TASK PROMPT → Please report each line of the material below that contains the string "ceiling", copying every such line in full.

Location identification entries →

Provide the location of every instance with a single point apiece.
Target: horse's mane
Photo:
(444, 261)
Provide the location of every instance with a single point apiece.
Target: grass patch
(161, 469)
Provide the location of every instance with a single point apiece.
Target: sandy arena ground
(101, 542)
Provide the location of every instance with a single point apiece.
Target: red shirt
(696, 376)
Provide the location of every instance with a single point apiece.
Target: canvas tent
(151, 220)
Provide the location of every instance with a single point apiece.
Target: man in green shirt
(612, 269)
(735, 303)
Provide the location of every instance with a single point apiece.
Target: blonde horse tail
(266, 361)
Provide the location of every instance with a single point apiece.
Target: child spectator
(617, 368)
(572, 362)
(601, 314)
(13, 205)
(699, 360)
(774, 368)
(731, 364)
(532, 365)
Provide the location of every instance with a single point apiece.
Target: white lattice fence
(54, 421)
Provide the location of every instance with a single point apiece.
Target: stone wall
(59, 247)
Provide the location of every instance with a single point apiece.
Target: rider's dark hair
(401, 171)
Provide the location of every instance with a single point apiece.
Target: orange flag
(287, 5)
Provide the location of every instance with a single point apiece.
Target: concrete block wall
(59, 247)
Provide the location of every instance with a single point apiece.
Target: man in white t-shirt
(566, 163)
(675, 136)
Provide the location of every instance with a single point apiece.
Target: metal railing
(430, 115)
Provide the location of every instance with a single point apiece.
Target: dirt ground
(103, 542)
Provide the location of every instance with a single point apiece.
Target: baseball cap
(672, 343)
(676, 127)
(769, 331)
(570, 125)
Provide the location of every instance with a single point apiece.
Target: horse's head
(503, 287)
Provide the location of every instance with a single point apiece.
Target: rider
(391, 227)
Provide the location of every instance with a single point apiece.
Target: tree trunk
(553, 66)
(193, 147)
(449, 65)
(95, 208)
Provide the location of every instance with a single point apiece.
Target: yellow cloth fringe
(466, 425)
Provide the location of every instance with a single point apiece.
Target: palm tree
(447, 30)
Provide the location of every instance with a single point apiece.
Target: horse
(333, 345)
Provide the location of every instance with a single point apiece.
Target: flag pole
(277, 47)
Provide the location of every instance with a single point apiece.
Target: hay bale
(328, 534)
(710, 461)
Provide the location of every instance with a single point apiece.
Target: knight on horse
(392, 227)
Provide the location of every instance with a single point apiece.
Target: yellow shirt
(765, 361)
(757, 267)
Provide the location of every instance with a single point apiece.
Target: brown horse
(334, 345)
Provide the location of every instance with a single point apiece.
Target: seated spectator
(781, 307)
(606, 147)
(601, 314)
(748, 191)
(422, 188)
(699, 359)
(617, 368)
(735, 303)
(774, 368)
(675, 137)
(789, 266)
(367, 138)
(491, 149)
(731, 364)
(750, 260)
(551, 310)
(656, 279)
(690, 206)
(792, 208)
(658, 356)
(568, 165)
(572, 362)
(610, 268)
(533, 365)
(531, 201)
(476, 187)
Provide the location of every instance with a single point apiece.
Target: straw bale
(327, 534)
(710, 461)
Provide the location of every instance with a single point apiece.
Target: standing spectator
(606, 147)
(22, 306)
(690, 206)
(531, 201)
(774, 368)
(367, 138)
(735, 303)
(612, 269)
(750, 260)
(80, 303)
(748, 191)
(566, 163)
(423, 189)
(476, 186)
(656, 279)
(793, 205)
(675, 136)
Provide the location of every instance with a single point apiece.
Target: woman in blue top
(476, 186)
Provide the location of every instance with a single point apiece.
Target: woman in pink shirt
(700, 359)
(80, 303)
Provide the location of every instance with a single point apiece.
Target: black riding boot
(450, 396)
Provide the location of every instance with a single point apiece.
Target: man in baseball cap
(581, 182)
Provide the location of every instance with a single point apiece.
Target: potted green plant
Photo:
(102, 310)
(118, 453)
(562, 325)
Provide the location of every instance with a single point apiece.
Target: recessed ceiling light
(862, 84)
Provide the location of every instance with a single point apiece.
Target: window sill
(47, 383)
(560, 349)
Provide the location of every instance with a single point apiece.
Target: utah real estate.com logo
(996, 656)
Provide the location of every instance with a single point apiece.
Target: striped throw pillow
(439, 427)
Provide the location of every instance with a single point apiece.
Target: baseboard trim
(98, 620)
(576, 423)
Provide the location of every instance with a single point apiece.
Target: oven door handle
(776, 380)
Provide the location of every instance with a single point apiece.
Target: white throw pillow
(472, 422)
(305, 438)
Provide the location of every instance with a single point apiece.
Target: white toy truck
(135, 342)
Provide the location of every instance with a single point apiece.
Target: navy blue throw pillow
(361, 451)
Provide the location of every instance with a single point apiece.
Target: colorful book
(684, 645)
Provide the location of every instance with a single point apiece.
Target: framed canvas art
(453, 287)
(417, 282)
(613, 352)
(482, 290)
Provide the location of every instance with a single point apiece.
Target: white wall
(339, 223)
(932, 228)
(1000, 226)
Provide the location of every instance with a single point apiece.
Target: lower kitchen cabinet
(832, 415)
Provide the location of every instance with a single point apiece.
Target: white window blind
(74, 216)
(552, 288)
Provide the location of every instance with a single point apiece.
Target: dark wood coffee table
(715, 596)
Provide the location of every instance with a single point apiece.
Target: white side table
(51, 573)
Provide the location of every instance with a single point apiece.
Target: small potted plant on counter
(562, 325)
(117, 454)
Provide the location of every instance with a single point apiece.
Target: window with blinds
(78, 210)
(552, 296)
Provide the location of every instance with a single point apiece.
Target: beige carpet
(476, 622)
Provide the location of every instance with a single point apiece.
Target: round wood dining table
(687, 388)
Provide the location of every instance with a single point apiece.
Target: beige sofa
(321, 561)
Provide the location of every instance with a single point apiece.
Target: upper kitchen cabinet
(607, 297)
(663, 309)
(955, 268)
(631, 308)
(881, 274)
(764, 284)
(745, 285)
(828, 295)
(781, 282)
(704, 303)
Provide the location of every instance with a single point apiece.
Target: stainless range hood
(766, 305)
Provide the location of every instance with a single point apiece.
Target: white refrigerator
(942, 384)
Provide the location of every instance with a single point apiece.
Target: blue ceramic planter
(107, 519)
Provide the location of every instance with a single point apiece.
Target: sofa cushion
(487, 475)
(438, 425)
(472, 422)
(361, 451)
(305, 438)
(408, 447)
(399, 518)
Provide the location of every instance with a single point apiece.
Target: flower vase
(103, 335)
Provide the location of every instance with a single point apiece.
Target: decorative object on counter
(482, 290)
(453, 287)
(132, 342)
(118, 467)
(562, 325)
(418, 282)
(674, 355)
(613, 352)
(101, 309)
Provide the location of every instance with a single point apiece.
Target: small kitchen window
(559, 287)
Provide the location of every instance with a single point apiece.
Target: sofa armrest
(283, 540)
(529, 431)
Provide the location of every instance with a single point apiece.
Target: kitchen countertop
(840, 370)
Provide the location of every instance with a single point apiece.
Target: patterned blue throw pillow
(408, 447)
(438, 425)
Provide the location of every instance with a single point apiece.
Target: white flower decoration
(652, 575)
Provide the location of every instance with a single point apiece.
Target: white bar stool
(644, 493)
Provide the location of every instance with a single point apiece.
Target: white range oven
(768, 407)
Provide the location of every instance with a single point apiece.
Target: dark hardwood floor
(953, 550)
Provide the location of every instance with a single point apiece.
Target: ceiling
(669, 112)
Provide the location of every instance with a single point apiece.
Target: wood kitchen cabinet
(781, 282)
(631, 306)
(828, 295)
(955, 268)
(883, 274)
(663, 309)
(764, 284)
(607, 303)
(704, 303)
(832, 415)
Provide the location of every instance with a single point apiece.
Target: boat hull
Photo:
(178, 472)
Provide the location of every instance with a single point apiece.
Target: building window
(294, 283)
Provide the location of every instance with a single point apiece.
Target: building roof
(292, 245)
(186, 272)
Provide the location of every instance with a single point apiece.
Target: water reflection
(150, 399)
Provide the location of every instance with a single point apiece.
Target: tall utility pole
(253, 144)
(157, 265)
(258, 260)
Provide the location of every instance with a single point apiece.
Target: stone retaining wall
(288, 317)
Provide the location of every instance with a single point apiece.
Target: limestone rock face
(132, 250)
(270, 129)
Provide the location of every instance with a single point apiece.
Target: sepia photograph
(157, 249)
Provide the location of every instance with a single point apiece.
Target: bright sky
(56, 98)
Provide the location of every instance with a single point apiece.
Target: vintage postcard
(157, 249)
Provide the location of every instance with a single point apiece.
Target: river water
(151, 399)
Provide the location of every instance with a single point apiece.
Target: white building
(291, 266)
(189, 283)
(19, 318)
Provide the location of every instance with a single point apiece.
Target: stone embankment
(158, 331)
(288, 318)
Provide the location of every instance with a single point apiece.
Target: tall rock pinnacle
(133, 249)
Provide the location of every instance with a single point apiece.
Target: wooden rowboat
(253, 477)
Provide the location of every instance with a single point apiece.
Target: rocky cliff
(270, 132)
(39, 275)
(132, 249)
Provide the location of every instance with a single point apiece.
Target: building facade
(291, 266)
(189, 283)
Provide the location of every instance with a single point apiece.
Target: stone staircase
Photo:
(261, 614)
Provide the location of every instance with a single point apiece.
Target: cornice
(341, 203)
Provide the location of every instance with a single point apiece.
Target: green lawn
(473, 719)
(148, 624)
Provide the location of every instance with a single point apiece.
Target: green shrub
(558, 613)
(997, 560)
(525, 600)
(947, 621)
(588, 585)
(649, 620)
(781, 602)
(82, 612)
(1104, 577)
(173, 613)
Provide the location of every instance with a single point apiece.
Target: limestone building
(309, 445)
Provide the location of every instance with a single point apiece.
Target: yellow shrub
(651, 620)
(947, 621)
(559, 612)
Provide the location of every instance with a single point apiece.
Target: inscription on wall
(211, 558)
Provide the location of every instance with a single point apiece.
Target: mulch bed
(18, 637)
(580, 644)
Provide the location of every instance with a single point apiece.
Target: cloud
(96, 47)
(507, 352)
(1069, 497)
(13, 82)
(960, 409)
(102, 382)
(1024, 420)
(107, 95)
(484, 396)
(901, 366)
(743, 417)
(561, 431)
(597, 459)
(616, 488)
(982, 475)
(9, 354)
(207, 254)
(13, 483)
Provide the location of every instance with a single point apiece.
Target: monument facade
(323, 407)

ANSWER TO THE TASK →
Target: recessed ceiling light
Target: ceiling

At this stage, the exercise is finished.